──────── INPUT ROWS

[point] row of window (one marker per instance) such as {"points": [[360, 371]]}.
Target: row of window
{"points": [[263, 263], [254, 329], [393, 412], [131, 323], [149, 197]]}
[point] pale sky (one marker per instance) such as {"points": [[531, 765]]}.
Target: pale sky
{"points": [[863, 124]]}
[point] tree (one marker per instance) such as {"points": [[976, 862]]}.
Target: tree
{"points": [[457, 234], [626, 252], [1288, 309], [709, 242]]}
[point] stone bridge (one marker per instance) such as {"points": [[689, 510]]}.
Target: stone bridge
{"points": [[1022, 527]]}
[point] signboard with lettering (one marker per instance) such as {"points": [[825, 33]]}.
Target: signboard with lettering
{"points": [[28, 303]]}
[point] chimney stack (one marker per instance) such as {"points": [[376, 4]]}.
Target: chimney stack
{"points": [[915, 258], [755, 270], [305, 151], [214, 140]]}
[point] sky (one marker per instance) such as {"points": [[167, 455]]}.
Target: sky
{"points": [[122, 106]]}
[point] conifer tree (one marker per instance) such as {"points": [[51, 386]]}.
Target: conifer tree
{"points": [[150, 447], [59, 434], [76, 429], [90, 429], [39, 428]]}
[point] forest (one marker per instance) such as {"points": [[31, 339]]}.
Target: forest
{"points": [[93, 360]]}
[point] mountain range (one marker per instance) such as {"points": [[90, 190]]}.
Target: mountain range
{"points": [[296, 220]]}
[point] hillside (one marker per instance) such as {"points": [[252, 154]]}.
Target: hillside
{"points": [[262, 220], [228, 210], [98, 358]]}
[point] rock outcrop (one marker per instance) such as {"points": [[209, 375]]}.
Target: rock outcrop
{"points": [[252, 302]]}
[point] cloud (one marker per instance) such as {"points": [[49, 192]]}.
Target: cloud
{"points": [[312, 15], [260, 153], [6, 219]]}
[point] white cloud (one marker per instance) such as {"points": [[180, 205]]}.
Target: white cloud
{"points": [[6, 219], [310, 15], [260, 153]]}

────────────────

TO BE DONE> Express every line of the records above as a JSON list of strings, with one string per line and blank lines omitted.

FULL SOLUTION>
[
  "[point] row of window (one marker per instance) such as {\"points\": [[360, 371]]}.",
  "Target: row of window",
  "{\"points\": [[263, 263], [254, 329], [393, 412], [131, 323], [149, 197]]}",
  "[point] pale sky (one marker per instance) such as {\"points\": [[531, 765]]}.",
  "Target: pale sky",
  "{\"points\": [[863, 124]]}",
  "[point] tree (one marker per instance) such as {\"points\": [[976, 862]]}.",
  "Target: tree",
  "{\"points\": [[457, 234], [626, 252], [1288, 309], [709, 242]]}",
  "[point] stone bridge (one marker per instance) such as {\"points\": [[689, 510]]}.",
  "Target: stone bridge",
  "{\"points\": [[1022, 527]]}",
  "[point] signboard with lettering (one marker per instance) such as {\"points\": [[825, 33]]}.",
  "Target: signboard with lettering",
  "{\"points\": [[28, 303]]}",
  "[point] chimney stack (one marker per instance) such as {\"points\": [[376, 4]]}.",
  "Target: chimney stack",
  "{\"points\": [[915, 258], [755, 270], [305, 151], [214, 140]]}",
  "[point] sky (one marker per instance) such as {\"points\": [[167, 455]]}.",
  "Target: sky",
  "{\"points\": [[122, 106]]}",
  "[point] conifer tree (one marker per instance) such as {\"points\": [[51, 386]]}.",
  "Target: conifer tree",
  "{\"points\": [[150, 447], [59, 434], [76, 429], [90, 429], [39, 428]]}",
  "[point] forest (one marker per instance) such as {\"points\": [[31, 339]]}.",
  "Target: forest",
  "{\"points\": [[93, 360]]}",
  "[point] mountain range (one marker per instance) such as {\"points\": [[90, 190]]}.",
  "Target: mountain range",
  "{\"points\": [[296, 220]]}",
  "[point] hillside (one marker per instance) such as {\"points\": [[252, 154]]}.",
  "Target: hillside",
  "{\"points\": [[262, 220], [228, 210], [98, 358]]}",
  "[point] rock outcrop (one marker per instance) such as {\"points\": [[209, 375]]}.",
  "Target: rock outcrop",
  "{\"points\": [[252, 302]]}",
  "[point] cloud (one marker per instance) such as {\"points\": [[49, 192]]}.",
  "Target: cloud",
  "{\"points\": [[312, 15], [260, 153], [6, 219]]}",
  "[point] white cloud (one marker per instance) such as {\"points\": [[180, 205]]}.",
  "Target: white cloud",
  "{\"points\": [[6, 219], [310, 15], [260, 153]]}"
]